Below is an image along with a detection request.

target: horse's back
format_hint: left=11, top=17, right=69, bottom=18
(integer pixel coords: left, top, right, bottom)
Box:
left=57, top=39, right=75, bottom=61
==================================================
- _Prompt_
Update the listing by replacing "horse's back" with "horse's mane" and leave every other line unchanged.

- _Task output_
Below is an image along with a detection request.

target: horse's mane
format_hint: left=11, top=17, right=69, bottom=18
(integer pixel coords: left, top, right, bottom)
Box:
left=57, top=39, right=75, bottom=61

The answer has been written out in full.